[START OF STORED RECORDS]

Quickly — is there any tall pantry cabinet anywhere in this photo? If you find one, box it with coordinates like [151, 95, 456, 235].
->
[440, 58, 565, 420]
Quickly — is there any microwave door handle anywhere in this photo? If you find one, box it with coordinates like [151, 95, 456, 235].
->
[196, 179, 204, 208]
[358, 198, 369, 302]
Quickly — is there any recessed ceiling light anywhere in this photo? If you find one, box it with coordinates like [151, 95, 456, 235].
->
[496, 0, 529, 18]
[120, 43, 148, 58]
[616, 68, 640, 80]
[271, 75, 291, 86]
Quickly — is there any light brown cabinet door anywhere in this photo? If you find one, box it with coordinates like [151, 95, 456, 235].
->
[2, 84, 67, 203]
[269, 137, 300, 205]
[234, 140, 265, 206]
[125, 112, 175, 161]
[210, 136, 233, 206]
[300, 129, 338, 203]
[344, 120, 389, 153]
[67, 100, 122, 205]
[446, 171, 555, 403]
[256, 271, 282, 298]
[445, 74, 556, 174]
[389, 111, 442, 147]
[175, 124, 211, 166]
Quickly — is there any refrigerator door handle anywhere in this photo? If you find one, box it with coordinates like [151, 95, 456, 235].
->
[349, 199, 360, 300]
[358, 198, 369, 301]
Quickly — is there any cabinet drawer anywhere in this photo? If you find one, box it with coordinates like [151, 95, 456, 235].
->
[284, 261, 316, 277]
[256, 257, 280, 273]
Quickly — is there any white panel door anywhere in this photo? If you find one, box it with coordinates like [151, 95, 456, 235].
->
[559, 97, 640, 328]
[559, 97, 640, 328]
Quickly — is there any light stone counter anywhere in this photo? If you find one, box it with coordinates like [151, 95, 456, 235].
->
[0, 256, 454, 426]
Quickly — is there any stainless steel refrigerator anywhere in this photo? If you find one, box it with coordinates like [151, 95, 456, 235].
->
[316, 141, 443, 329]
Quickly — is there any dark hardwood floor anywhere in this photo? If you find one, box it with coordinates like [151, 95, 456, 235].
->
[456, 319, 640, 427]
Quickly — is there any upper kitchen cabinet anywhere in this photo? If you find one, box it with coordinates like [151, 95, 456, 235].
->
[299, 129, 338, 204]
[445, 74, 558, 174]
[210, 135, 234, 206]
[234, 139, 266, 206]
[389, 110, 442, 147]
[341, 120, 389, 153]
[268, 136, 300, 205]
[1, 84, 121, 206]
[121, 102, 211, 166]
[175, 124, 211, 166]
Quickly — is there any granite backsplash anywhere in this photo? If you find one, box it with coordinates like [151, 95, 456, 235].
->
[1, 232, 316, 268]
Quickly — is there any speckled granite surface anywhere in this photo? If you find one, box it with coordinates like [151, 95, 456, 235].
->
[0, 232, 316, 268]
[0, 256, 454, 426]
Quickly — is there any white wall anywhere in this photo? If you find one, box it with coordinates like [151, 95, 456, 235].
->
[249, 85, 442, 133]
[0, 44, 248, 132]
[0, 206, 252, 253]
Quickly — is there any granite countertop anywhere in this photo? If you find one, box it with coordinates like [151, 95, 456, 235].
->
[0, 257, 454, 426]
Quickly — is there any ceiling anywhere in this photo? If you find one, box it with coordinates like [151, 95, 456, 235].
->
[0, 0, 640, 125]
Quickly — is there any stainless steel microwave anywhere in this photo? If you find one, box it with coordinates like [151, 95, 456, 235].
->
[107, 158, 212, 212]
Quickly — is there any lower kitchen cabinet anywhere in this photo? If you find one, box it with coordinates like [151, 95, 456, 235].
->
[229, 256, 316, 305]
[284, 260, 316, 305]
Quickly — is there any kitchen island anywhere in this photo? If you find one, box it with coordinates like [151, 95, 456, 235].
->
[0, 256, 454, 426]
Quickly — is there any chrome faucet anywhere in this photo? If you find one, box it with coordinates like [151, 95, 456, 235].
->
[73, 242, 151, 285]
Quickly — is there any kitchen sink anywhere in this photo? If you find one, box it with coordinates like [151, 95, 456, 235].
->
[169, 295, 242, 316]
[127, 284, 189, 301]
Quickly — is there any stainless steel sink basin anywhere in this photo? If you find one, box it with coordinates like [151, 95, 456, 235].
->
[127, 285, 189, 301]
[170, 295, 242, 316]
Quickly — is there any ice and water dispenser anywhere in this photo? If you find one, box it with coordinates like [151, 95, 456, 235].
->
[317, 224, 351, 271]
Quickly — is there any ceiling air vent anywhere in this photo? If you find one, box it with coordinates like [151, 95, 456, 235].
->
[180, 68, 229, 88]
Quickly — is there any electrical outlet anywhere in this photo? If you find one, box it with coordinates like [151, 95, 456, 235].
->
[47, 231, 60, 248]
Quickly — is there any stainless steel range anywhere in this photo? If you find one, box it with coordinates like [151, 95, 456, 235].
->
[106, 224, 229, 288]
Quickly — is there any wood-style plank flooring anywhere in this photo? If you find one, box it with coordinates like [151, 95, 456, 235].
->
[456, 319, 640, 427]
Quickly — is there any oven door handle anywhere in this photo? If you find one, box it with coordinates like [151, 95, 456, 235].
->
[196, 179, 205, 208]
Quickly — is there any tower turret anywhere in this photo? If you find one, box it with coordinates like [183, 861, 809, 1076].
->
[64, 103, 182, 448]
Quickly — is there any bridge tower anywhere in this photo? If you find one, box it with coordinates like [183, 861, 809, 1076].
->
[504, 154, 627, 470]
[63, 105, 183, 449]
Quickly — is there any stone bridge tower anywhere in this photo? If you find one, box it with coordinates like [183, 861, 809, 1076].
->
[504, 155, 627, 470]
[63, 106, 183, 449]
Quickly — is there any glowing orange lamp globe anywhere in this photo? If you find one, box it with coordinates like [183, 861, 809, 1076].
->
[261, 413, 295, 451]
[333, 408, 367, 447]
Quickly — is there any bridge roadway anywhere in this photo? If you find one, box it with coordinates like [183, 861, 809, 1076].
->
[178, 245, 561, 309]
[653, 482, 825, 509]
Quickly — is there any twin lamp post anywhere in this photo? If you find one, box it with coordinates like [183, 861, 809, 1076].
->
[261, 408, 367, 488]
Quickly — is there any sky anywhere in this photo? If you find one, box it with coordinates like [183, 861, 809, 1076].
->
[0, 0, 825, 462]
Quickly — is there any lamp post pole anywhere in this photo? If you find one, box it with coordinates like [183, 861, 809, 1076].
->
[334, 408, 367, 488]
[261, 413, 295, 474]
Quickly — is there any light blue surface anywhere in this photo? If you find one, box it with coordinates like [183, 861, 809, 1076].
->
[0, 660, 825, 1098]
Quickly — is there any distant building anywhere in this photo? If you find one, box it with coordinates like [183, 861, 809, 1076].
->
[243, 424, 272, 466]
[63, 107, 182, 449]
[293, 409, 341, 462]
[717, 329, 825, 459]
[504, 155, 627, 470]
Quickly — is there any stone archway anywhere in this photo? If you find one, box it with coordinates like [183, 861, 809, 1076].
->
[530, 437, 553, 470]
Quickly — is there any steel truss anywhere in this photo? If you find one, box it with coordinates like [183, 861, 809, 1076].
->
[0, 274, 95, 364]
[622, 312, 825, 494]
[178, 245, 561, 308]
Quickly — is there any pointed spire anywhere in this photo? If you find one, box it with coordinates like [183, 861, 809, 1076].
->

[END OF STORED RECORDS]

■ SET EXERCISE: Render everything in the rows above from the line containing "Quickly — is there any granite countertop" down to the line containing "[127, 284, 189, 301]" as a numbered list, with both of those lines included and any blank lines left out.

■ TASK RESPONSE:
1. Quickly — is there any granite countertop anywhere in this photo? If you find one, box it with coordinates like [151, 95, 456, 235].
2. ->
3. [0, 257, 454, 426]
4. Quickly — is there any ceiling anywhere in this photo? If you find one, box it with coordinates like [151, 95, 456, 235].
5. ->
6. [0, 0, 640, 125]
7. Quickly — is there any stainless steel microwave anywhere in this photo? If you find one, box it with coordinates like [151, 95, 456, 235].
8. ->
9. [107, 158, 212, 212]
10. Quickly — is there any lower kitchen cabinet anywhere in this photo? If you find one, box it with coordinates like [151, 95, 456, 235].
11. ->
12. [229, 256, 316, 305]
13. [284, 260, 316, 305]
14. Quickly — is there any kitchen island anywhere in this photo? If you find one, box it with coordinates like [151, 95, 456, 235].
15. ->
16. [0, 256, 454, 426]
17. Quickly — is there any chrome faucet anywhere in this photo? If you find one, box it with coordinates like [151, 95, 456, 235].
18. ->
19. [73, 242, 151, 285]
20. Quickly — is there any kitchen sink anywhere in this photo? If you find one, box it with coordinates like [151, 95, 456, 235].
21. ->
22. [169, 295, 242, 316]
23. [127, 284, 189, 301]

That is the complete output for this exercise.